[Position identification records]
↓

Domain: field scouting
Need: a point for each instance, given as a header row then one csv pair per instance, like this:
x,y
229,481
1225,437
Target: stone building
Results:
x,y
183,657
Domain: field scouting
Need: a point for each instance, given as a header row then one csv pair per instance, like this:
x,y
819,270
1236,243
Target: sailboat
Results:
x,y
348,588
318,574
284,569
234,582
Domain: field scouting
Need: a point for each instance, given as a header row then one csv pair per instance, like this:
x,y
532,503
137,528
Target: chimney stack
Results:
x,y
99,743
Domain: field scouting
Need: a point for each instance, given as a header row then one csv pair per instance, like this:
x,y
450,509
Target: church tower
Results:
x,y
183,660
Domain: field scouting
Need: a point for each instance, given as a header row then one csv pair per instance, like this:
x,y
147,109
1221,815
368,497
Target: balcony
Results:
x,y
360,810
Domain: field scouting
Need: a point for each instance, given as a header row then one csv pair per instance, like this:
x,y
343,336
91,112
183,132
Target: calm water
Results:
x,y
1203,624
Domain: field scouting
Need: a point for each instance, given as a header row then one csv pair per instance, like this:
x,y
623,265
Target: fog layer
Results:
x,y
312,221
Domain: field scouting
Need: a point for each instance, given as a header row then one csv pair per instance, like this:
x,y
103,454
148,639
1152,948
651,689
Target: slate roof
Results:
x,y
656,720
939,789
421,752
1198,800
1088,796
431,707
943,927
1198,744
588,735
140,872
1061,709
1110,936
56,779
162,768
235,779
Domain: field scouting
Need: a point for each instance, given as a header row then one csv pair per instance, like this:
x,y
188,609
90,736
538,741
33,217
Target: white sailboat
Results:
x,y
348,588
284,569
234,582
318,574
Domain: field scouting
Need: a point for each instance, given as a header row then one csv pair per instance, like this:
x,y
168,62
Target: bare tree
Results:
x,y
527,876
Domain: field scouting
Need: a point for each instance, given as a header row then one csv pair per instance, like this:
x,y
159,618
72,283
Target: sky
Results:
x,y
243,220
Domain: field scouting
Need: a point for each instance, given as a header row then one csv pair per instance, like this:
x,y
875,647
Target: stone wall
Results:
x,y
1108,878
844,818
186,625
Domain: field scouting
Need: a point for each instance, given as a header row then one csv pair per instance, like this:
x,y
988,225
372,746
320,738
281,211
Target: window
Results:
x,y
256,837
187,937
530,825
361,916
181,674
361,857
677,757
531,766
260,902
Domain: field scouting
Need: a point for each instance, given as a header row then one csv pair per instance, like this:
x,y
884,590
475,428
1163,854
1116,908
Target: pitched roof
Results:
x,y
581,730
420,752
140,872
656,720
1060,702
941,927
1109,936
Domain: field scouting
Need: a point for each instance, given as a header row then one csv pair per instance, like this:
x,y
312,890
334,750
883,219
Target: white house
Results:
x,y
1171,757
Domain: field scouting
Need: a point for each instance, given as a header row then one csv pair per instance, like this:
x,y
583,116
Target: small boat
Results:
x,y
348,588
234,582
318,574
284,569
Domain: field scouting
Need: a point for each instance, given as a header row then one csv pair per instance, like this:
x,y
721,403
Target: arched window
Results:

↑

[CHALLENGE] Reproduce each entry exactly, leaving out nothing.

[ANSWER TO THIS TASK]
Domain: field scouting
Need: a point for each instance, given as a header row then one csv pair per instance, like this:
x,y
229,481
1225,437
Target: stone building
Results:
x,y
183,657
Domain: field scouting
Need: a point for each instance, given as a header row then one csv pair per instance, like this:
x,y
819,270
1236,243
Target: sailboat
Results:
x,y
348,588
318,574
284,569
234,582
Domain: field scouting
Need: a point for each instance, given as a header row then one csv pair per instance, like this:
x,y
532,503
137,528
Target: chimney stack
Results:
x,y
99,743
Domain: field scouting
Need: a point for each instance, given as a header row then one csv pair per instance, like this:
x,y
450,509
Target: church tower
Results:
x,y
183,660
Domain: field scouting
Need: a point for each instance, given as a header row then one csv pair per instance, like this:
x,y
147,109
1221,815
368,497
Target: balcony
Results:
x,y
360,810
Domain: field scouting
Need: a point for each instance, given as a header row then one csv pair per instance, like this:
x,y
343,336
91,112
183,132
Target: calm water
Results:
x,y
1203,624
Domain: field scouting
Need: a point for each instance, given as a header row then one csv pair per instance, like this:
x,y
623,265
Target: fog layer
Results:
x,y
312,221
Domain: field scouting
Need: a point for each instance, given as a header row then one csv pair per instance, like this:
x,y
103,454
148,639
1152,948
651,689
Target: slate roof
Results:
x,y
656,720
939,789
421,752
1198,800
1088,796
431,707
943,927
1198,744
588,735
140,872
1061,709
1110,936
56,779
162,768
235,779
Domain: field scouting
Need: a point for each instance, given as a header row then one csv pair per instance, like this:
x,y
188,609
90,736
538,741
33,217
Target: white sailboat
Results:
x,y
348,588
284,569
234,582
318,574
Domain: field scouting
Need: a point for each instance, given as a header row then one csv pair per instance, like this:
x,y
168,62
Target: bare tree
Results:
x,y
527,876
Domain: field scouting
Need: a point for each instance, given as a header row then one csv pair per instance, like this:
x,y
159,618
72,283
Target: sky
Results:
x,y
243,220
Domain: field scouting
Need: a point for each instance, given as a header row then one csv pair per instance, like this:
x,y
875,647
Target: stone wall
Results:
x,y
1108,878
844,818
186,625
Domain: field scouting
Need: a point for each instance, given as a header row then one csv pair per instance, like this:
x,y
988,225
372,746
320,738
281,211
Target: window
Results:
x,y
256,837
187,937
530,825
361,916
181,674
361,857
677,757
531,766
260,902
Domain: field scouting
Need: a point for each instance, given as a header row then one csv pair per instance, like this:
x,y
884,590
475,428
1163,854
1116,908
Target: pitched roof
Results:
x,y
581,730
420,752
140,872
656,720
1060,702
941,927
1109,936
Domain: field scouting
Need: a point for each instance, given as a header row then one csv pair per instance, like this:
x,y
312,890
334,750
883,219
Target: white house
Results:
x,y
1171,757
Domain: field scouting
Need: a point for each instance, given as a header row then one csv pair per instance, like this:
x,y
583,116
Target: small boat
Results:
x,y
348,588
234,582
318,574
284,569
Domain: field scouting
Need: a point for each instance, given as a header row then one csv pair per instance, like this:
x,y
721,403
Target: arched window
Results:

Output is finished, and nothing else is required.